Excerpted passage:
:::

SECTION 16 Survival. All
covenants, agreements, representations and warranties made in this Guaranty and in any other Guarantor Document shall survive the
execution and delivery of this Guaranty, and shall continue in full force and effect so long as the Lender has any Commitment or
any Guaranteed Obligations remain unsatisfied. Without limiting the generality of the foregoing, the obligations of the Guarantor
under Section 14 shall survive the satisfaction of the Guaranteed Obligations and the termination of any Commitments.
SECTION 17 Benefits of Guaranty.
This Guaranty is entered into for the sole protection and benefit of the Lender and its successors and assigns, and no other Person
(other than any Related Party specified herein) shall be a direct or indirect beneficiary of, or shall have any direct or indirect
cause of action or claim in connection with, this Guaranty. The Lender, by its acceptance of this Guaranty, shall not have any
obligations under this Guaranty to any Person other than the Guarantor, and such obligations shall be limited to those expressly
stated herein.

:::

Transcribe the guaranty excerpt word for word, beginning at the words "SECTION 16 Survival." and stopping after the words "Benefits of Guaranty.".

:::

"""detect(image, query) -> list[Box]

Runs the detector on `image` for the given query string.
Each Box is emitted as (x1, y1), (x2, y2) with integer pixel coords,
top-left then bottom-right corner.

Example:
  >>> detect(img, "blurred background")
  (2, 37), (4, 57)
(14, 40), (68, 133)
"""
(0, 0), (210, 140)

:::

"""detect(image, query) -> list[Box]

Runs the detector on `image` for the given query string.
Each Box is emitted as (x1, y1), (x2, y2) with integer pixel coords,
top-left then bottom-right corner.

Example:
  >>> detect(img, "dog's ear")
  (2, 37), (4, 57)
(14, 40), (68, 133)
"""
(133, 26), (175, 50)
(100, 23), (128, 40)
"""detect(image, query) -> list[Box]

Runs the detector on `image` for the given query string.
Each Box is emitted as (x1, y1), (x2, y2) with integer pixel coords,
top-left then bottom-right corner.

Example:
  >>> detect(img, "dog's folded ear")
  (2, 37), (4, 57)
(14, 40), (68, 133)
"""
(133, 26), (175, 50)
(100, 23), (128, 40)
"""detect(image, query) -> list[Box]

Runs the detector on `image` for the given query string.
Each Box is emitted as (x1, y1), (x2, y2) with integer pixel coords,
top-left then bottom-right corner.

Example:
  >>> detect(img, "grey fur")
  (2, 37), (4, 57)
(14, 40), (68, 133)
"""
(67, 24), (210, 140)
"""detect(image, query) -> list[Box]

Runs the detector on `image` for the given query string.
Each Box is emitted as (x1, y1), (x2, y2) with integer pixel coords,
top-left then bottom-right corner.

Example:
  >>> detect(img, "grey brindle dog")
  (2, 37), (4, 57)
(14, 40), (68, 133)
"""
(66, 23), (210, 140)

:::

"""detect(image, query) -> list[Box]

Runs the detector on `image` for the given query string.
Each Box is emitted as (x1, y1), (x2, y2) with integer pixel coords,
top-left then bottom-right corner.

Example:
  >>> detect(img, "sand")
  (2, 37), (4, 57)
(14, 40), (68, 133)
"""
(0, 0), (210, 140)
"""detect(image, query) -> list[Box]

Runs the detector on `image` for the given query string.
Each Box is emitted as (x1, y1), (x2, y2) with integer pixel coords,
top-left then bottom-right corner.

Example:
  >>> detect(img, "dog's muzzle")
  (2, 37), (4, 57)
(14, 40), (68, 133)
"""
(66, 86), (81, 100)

:::

Worked answer:
SECTION 16 Survival. All
covenants, agreements, representations and warranties made in this Guaranty and in any other Guarantor Document shall survive the
execution and delivery of this Guaranty, and shall continue in full force and effect so long as the Lender has any Commitment or
any Guaranteed Obligations remain unsatisfied. Without limiting the generality of the foregoing, the obligations of the Guarantor
under Section 14 shall survive the satisfaction of the Guaranteed Obligations and the termination of any Commitments.
SECTION 17 Benefits of Guaranty.